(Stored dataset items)
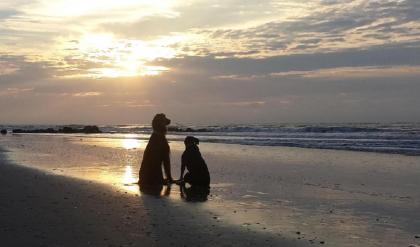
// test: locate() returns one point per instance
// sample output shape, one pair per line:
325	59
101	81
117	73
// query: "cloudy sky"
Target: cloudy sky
209	61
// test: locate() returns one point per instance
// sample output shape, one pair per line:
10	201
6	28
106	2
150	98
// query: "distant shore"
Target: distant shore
75	191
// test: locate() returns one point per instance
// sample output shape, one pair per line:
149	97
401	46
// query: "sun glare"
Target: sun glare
115	57
130	143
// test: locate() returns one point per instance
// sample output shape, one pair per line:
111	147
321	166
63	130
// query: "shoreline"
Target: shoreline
39	209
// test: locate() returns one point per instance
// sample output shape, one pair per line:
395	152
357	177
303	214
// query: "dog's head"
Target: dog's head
160	122
191	140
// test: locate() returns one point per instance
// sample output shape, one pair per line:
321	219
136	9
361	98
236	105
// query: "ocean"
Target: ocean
396	138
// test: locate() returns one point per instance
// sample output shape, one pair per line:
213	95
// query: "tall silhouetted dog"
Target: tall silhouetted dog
156	153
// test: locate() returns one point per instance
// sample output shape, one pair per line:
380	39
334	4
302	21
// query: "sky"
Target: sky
209	61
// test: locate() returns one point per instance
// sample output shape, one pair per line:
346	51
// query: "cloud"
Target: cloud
86	94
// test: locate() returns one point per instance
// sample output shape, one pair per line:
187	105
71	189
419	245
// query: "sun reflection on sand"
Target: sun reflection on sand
130	143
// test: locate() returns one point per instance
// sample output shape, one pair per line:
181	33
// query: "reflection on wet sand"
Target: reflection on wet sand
156	190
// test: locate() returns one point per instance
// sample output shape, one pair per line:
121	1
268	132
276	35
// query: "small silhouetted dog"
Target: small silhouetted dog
198	173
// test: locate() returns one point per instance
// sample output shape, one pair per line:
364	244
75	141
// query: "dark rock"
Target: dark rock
89	129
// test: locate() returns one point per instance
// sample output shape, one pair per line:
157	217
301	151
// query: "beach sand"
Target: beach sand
77	191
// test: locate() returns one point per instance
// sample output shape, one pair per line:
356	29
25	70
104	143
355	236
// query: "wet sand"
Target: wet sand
42	209
260	196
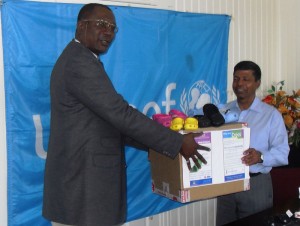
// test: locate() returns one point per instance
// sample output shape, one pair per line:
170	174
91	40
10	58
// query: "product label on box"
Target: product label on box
202	176
233	147
224	162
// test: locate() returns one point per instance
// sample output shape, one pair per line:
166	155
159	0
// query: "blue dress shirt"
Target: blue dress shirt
268	134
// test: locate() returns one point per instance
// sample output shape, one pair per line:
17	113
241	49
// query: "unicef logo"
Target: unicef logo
198	95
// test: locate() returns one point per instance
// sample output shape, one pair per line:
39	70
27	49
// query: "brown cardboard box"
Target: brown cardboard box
224	173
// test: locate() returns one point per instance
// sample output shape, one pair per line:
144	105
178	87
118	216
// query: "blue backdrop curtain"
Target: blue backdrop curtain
160	60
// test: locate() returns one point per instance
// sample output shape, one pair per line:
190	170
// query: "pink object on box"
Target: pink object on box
163	119
177	114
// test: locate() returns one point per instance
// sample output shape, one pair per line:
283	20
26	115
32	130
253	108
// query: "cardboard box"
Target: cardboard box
223	174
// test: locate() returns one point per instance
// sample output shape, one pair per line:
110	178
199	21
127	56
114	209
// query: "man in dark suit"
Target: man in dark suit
85	175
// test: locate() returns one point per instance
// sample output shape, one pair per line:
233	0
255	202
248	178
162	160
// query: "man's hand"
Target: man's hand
189	149
251	157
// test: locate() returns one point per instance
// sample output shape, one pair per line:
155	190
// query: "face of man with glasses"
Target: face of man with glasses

[WORK REQUEST]
Which lines above contain the word "glasses"? Copy each one.

[SOLUTION FOR THIS TASK]
// query: "face of man with glasses"
Target: face of man with glasses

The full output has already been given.